§ **Problem to solve**:
Every entry should be returned exactly. Omit none of them.

§ **Extracted information**:

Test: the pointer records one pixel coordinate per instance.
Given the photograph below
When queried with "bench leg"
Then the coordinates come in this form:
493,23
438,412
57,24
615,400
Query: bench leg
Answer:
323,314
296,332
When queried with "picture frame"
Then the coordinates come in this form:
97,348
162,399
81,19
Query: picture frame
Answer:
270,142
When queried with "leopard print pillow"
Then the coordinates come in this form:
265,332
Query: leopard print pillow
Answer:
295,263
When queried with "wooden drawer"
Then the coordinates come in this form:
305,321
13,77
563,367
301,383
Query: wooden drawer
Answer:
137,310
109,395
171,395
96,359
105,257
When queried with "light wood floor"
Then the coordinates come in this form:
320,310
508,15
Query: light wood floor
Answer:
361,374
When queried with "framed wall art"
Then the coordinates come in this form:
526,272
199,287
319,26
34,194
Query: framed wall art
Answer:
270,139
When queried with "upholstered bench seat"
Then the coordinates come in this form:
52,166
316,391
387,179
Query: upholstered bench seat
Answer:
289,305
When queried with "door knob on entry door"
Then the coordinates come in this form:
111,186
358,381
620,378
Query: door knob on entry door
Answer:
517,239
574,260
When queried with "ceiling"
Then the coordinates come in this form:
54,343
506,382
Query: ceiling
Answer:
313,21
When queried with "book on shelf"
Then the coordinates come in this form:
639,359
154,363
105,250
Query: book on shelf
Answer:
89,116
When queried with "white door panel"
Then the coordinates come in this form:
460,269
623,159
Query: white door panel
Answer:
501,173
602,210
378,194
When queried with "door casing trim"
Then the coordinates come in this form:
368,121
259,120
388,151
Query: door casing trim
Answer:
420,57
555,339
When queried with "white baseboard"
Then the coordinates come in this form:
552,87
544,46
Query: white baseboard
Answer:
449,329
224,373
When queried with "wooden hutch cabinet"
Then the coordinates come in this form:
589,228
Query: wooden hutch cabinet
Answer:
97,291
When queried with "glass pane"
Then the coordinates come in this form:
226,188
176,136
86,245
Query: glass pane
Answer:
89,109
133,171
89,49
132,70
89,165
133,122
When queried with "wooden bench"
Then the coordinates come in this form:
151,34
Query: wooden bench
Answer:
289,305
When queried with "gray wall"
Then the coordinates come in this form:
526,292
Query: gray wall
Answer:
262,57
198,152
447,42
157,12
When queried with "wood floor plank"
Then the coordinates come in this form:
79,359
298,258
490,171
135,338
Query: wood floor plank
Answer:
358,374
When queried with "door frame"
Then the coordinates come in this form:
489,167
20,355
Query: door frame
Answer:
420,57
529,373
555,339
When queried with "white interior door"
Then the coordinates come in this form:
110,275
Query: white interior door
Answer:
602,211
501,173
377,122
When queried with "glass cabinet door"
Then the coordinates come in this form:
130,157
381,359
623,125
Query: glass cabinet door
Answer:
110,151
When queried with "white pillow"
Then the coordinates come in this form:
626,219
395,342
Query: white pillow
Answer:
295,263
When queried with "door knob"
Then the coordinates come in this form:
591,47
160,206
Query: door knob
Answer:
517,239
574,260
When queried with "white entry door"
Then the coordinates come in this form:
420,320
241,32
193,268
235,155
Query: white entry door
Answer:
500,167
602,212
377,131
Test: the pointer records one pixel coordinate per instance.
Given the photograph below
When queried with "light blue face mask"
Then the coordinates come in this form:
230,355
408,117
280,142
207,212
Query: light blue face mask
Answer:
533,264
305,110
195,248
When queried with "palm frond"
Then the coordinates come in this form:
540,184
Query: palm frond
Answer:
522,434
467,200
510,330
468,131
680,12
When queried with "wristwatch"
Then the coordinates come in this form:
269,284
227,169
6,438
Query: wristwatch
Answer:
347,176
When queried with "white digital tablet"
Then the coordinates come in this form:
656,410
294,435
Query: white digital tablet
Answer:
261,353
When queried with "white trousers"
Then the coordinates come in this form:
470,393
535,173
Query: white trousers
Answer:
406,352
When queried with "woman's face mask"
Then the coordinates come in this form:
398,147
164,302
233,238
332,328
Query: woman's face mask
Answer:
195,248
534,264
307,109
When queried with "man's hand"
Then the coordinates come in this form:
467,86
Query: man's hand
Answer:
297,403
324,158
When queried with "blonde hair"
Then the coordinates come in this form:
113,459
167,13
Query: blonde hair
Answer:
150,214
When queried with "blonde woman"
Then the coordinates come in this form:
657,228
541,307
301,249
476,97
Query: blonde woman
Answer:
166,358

§ **Your response**:
Test: the pointer records one pixel coordinate per instance.
Given the photograph below
When queried with "bench leg"
Then the coordinates come in this form:
493,23
438,412
57,24
615,400
Query: bench leg
Answer:
323,314
296,332
When queried with "picture frame"
Then the coordinates come in this form:
97,348
162,399
81,19
Query: picture frame
Answer:
270,142
When queried with "leopard print pillow"
Then the coordinates come in this form:
265,332
Query: leopard print pillow
Answer:
295,263
When queried with "wooden drawer"
Then the coordinates come in this form:
305,321
13,77
563,367
301,383
Query: wooden drawer
Answer:
137,310
109,395
171,395
96,359
105,257
When queried with "light wood floor"
Then the coordinates come in this form:
320,310
508,15
Query: light wood floor
Answer:
361,374
When queried with "framed wall art"
Then the coordinates come in this form:
526,272
199,287
319,26
34,194
Query: framed wall art
Answer:
270,139
When queried with "upholstered bench seat"
Then the coordinates come in this form:
52,166
316,391
387,179
Query: upholstered bench seat
Answer:
289,305
When queried with "door knob on entry door"
Then the coordinates come in this form:
111,186
358,381
620,378
Query: door knob on entry door
Answer:
517,239
574,260
When queried with "ceiling"
Then the coordinates come in this form:
54,343
506,382
Query: ceiling
Answer:
313,21
When queried with "book on shelf"
Then the coordinates come in this form:
639,359
154,363
105,250
Query: book on shelf
Answer:
89,116
When queried with "white door panel"
Then the coordinates come in this form:
460,269
623,159
Query: white door panel
Answer:
501,173
602,210
378,194
When queried with "door casing trim"
Then the coordinates come in this form:
368,121
259,120
388,151
Query: door casing trim
Answer:
420,57
555,339
When queried with "white baseboard"
Then the coordinates come in this form:
552,87
544,46
Query: white baseboard
Answer:
449,329
224,373
When queried with "wooden hutch cabinet"
Then the coordinates come in this form:
589,228
Query: wooden hutch cabinet
Answer:
97,291
When queried with "glass pane"
Then the coordinates come in this form:
226,188
176,136
86,245
Query: glass pane
Answer:
89,109
133,171
89,49
132,70
89,165
133,122
When queried with "wooden bench"
Then the coordinates come in this form:
151,34
Query: wooden bench
Answer:
289,305
When queried with "gray wall"
Then the coordinates come in this form:
526,292
Query: gray wall
Answer:
262,57
198,152
447,42
157,12
When queried with "wood floor plank"
Then the coordinates come in this form:
79,359
298,258
490,171
135,338
Query: wood floor plank
Answer:
358,374
When queried with "door frame"
Then the coordinates come in this form:
489,167
20,355
Query: door frame
Answer:
420,57
529,373
555,339
When queried with "white interior door"
Then the coordinates come in this form:
110,275
Query: white interior door
Answer:
602,211
501,173
377,122
When queried with "glass cabinet door"
Then the coordinates come in this form:
130,157
381,359
623,125
Query: glass cabinet door
Answer:
110,151
When queried with "white pillow"
Then the coordinates come in this form:
626,219
395,342
Query: white pillow
Answer:
295,263
When queried with "door knob"
Then the coordinates come in this form:
591,47
160,206
Query: door knob
Answer:
517,239
574,260
When queried with "white entry door"
Then the coordinates come in this form:
420,320
241,32
193,268
235,155
Query: white entry door
Answer:
500,167
602,212
377,131
Test: the pointer records one pixel coordinate per instance.
Given the photograph below
When queried with "light blue face mask"
Then the coordinates come in this form:
230,355
408,117
280,142
207,212
Query: light blue face mask
Answer:
533,264
305,110
195,248
When queried with "palm frond"
Then the coordinates come in this form:
540,184
Query: palm frond
Answer:
522,434
467,200
510,330
468,131
680,12
When queried with "wristwatch"
Then the coordinates come in this form:
269,284
227,169
6,438
Query: wristwatch
Answer:
347,176
When queried with "white digital tablet"
Then the coordinates come in this form:
656,410
294,435
Query: white digital tablet
Answer:
261,353
When queried with "white trousers"
Then the coordinates come in this form:
470,393
535,173
Query: white trousers
Answer:
406,352
When queried with "woman's face mask"
Then the coordinates come in this form:
398,147
164,302
233,238
332,328
Query: woman's face mask
Answer:
195,248
534,264
307,109
When queried with "man's hand"
Then the coordinates come in this form:
467,86
Query: man's hand
Answer:
297,403
324,158
When queried with "blonde hair"
Then the coordinates come in this form:
113,459
167,13
Query: blonde hair
Answer:
150,214
When queried with "blonde woman"
Then the coordinates come in this form:
657,228
541,307
301,249
476,97
Query: blonde woman
Answer:
166,358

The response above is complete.